• PROBLEMS AND TASKS
a: Name every court mentioned in the Boumediene v. Bush summary.
b: Pick up the Boumediene v. Bush summary after its last sentence and keep writing it.

• DOCUMENT SECTION
Boumediene v. Bush: Constitutional Rights of Guantanamo Detainees
In Boumediene v. Bush, 553 U.S. 723 (2008), the U.S. Supreme Court addressed the rights of foreign citizens detained at the U.S. Naval Base at Guantanamo Bay, Cuba.
By a vote of 5-4, the Court held that in Boumediene v. Bush the detainees had the constitutional privilege of habeas corpus and that the Military Commissions Act of 2006 was an unconstitutional suspension of that right.
The Facts of Boumediene v. Bush
Lakhdar Boumediene and several other Algerians were detained at the Guantanamo Bay Naval Base after being captured abroad by the U.S. military and designated as enemy combatants. Each sought a writ of habeas corpus in the District Court, which ordered the cases dismissed for lack of jurisdiction because Guantanamo is outside sovereign U. S. territory.
While the case was pending, Congress passed the Detainee Treatment Act of 2005 (DTA), which provided that “no court, justice, or judge shall have jurisdiction to . . . consider . . . an application for . . . habeas corpus filed by or on behalf of an alien detained . . . at Guantanamo,” and gave the D. C. Circuit “exclusive” jurisdiction to review CSRT decisions. In Hamdan v. Rumsfeld, 548 U.S. 557, the Court held the provision was inapplicable to cases pending when the DTA was enacted.

(Entries from a point annotation set)
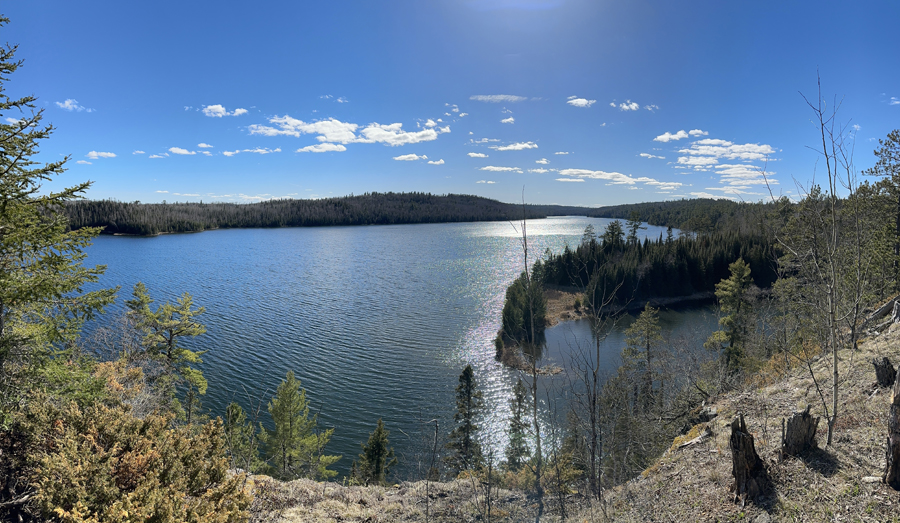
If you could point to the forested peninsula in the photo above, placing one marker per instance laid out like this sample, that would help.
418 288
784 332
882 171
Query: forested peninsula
148 219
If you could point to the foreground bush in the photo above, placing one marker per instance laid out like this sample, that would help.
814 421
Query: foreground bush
101 464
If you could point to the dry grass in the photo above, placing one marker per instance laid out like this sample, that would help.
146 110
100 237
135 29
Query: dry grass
836 483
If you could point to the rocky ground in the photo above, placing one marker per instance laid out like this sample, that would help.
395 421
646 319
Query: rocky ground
841 482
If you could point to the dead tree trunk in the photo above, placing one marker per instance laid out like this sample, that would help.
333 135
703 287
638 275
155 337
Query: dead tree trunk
884 372
892 470
750 479
800 433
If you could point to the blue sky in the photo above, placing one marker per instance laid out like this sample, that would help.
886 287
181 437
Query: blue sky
578 102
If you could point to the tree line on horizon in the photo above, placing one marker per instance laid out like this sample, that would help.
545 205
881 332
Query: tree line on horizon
390 208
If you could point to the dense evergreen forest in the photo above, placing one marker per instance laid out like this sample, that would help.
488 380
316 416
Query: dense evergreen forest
368 209
699 215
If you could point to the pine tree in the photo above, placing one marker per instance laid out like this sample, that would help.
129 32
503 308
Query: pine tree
241 439
164 331
42 307
517 452
465 449
376 459
641 341
295 446
732 295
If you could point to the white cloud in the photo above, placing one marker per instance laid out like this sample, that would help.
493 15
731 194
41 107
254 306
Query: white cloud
410 157
744 174
330 130
518 146
580 102
72 105
494 168
497 98
724 149
615 178
696 161
322 148
668 137
627 106
394 135
262 150
712 196
93 155
218 111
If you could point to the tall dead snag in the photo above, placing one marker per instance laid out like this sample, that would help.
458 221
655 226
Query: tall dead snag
800 433
892 469
750 478
884 372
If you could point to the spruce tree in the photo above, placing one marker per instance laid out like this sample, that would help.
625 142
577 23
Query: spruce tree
517 450
241 439
164 332
465 449
376 459
641 341
294 446
42 307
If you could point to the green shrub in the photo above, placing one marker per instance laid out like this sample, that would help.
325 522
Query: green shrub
103 464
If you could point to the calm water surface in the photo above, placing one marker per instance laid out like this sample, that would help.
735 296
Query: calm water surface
377 321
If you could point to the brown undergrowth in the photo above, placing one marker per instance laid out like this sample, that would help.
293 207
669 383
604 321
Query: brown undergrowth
688 483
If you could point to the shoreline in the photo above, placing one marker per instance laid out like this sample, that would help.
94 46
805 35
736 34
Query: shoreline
561 303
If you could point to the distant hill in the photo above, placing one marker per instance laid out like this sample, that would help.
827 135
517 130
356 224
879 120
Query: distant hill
368 209
699 215
147 219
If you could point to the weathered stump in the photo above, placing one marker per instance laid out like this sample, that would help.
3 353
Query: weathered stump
884 372
750 478
800 433
892 452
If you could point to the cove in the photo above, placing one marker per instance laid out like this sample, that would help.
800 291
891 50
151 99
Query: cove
376 321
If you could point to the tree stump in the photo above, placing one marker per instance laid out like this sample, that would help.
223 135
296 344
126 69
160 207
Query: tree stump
750 478
892 469
884 372
800 433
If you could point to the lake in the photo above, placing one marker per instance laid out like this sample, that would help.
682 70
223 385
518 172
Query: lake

• RESPONSES
a:
U.S. Supreme Court
District Court
D. C. Circuit

b:
In response, Congress passed the Military Commissions Act of 2006 (MCA), which denied jurisdiction with respect to habeas actions by detained aliens determined to be enemy combatants. The statute further denied jurisdiction as to “any other action against the United States . . . relating to any aspect of the detention, transfer, treatment, trial, or conditions of confinement” of a detained alien determined to be an enemy combatant. The MCA provided that the amendments “shall take effect on the date of the enactment of this Act, and shall apply to all cases, without exception, pending on or after [that] date . . . which relate to any aspect of the detention, transfer, treatment, trial, or conditions of detention of an alien detained . . . since September 11, 2001.”
The D.C. Circuit concluded that MCA should be interpreted to strip from it, and all federal courts, jurisdiction to consider petitioners’ habeas applications. It further held that petitioners were not entitled to habeas or the protections of the Constitution’s Suspension Clause.
The Legal Background Regarding Boumediene v. Bush
The Suspension Clause, as set forth in Article 1, Section 9 of the Constitution, provides that “[t]he Privilege of the Writ of Habeas Corpus shall not be suspended, unless when in Cases of Rebellion or Invasion the public Safety may require it.” As described by the Court in this case, the clause protects the rights of the detained by a means consistent with the essential design of the Constitution. “It ensures that, except during periods of formal suspension, the Judiciary will have a time-tested device, the writ, to maintain the ‘delicate balance of governance’ that is itself the surest safeguard of liberty,” the opinion explained.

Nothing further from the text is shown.